● TEXT SHOWN
Yes. So it's interesting when we look at it because I think each of these fit a different persona and a different use case. Like, for instance, the first 1 around object retrieval and information retrieval, you're squarely talking to a CIO who's worried about scale, who's worried about uptime and availability of core systems and core information in their networks. And we typically see that across enterprises today. It's one of the more surprising things for us in the conversations that we've had around organizations who have collectively put BIG-IP and our systems in front of those data stores. It's what informed our partnership with NetApp that we announced. Then the second use case around securing access is speaking more to a CISO, and they're truly worried about governance. They're truly worried about information security. And that is something that we see cutting across all enterprises. We announced the AI gateway, and we're seeing early wins right now, which is very promising, but at the same time, I think it's very telling of the moment that we're in, which is a lot of companies are experimenting with these large language models, but they don't have the security and the governance that they need to properly lock that down. And then the third domain, which is around this work around load balancing. I think there are 2 things that are just fundamentally important, which is performance related to these AI factories and these AI workloads. And then the other is energy efficiency. And what we're finding is through early customer validation, we're seeing that we're able to deliver that for organizations, which is improving the time to first token, which is essential in these AI workloads, how fast do these models produce output. And then also the energy consumption, the fact that energy consumption over time can go down because a lot of the networking work that would typically happen on these GPUs is now getting done before the data even gets to the GPU, which increases the lifespan of these GPUs and allow them to take on more work.

● DATASET CONTENT
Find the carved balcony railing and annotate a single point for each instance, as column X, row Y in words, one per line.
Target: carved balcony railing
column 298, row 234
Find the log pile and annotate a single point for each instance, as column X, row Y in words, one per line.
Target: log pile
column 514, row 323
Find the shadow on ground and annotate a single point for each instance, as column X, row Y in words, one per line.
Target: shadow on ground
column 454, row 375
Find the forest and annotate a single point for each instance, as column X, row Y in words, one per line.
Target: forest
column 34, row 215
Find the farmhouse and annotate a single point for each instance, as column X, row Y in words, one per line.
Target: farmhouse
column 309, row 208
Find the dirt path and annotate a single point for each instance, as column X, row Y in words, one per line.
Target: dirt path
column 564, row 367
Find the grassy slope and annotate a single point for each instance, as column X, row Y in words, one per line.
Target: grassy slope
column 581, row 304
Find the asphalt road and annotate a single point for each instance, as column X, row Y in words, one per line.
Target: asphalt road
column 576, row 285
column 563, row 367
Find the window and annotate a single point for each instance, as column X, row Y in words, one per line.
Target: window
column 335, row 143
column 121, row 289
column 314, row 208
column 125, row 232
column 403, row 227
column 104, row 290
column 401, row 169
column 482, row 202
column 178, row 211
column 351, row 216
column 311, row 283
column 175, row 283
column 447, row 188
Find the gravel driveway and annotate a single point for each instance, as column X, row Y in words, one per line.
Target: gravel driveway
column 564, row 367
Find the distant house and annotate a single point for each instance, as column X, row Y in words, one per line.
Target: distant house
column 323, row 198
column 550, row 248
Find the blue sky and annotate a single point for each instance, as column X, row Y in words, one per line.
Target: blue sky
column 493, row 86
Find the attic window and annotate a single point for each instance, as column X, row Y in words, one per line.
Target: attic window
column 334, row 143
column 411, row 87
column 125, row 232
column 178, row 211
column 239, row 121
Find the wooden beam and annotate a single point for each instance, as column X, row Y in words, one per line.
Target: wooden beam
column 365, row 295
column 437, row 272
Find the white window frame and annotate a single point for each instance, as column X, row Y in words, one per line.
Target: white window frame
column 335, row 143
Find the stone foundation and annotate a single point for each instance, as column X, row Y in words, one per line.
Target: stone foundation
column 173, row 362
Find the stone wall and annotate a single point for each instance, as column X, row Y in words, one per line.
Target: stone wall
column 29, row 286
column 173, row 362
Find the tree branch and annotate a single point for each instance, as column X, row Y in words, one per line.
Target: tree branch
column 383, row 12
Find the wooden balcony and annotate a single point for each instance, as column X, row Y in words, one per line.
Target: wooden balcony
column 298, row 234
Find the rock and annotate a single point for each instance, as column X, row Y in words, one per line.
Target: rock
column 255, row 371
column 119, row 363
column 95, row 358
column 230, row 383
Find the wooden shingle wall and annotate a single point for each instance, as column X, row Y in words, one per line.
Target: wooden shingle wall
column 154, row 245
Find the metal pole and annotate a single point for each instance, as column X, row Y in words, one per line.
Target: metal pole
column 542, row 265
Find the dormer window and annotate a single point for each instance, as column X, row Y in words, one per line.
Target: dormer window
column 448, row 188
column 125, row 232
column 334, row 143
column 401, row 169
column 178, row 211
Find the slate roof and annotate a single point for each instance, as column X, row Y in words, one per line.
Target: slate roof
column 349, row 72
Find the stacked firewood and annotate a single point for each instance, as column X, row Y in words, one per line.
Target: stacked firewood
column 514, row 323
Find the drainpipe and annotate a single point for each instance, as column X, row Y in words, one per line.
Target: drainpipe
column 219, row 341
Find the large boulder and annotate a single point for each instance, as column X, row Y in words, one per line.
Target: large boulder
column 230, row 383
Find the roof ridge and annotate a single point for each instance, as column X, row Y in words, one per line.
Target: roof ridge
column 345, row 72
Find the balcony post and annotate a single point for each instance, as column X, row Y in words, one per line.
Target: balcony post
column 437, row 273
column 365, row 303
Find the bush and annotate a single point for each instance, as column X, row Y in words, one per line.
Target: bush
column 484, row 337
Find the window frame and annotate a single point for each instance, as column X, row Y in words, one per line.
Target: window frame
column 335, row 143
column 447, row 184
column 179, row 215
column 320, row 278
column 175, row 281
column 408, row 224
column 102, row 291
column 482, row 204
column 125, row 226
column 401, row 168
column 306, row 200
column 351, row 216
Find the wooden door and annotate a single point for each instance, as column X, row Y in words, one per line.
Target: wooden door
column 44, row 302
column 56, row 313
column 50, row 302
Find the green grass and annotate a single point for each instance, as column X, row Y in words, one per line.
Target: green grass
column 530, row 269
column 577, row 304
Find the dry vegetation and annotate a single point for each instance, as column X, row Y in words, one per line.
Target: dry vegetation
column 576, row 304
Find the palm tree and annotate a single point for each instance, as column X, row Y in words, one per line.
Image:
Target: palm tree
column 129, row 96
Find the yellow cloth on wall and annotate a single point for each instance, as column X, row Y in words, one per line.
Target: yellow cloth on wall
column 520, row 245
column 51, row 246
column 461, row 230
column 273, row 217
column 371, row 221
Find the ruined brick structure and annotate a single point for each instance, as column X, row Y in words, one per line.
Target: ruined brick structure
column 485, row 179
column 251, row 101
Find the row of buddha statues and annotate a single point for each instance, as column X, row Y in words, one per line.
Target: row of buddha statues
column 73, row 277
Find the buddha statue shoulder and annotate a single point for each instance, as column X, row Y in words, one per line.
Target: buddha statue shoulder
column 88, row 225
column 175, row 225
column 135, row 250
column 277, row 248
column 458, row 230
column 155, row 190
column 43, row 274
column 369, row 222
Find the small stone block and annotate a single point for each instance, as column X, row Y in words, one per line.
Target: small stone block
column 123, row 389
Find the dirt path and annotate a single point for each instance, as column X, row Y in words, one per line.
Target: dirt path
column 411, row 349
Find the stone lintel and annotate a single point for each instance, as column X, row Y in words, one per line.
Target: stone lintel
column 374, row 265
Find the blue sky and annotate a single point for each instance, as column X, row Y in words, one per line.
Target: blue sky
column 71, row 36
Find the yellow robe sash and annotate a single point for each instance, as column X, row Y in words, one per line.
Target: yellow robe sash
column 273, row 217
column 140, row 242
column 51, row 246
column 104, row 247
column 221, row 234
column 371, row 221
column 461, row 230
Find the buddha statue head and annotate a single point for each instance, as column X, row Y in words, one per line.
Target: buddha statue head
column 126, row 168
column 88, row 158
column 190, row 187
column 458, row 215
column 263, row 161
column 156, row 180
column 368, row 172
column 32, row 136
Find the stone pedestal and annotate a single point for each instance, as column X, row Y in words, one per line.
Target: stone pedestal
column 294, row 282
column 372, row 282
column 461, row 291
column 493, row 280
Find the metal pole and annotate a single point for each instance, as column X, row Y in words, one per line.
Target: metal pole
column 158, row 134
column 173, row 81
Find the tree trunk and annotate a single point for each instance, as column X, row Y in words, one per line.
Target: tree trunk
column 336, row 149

● PROBLEMS
(a) In the remarks on AI use cases, which partnership was informed by the work around object and information retrieval?
(b) Pick up the remarks on AI use cases after their final sentence and keep going.
The material has nothing to do with the text.

● RESULTS OF THE TASKS
(a) The partnership with NetApp.

(b)
Samik Chatterjee

analyst
#16

Okay. Okay. Fair. But maybe just asking it going about it in another angle, which is now when you think about these use cases, translating it back to your product portfolio, how does it translate back to hardware versus your software demand?

Kunal Anand

executive
#17

I mean, look, I think for these AI workloads systems is definitely something that organizations are looking for. They want high performance, and that's something that they get with the coupling of hardware and software.

Samik Chatterjee

analyst
#18

Okay. Got it. On the last call, you talked about AI for ADCs and using AI to enhance the product offering and customer experience. Can you talk about the significance of those investments? And what's the early feedback from customers?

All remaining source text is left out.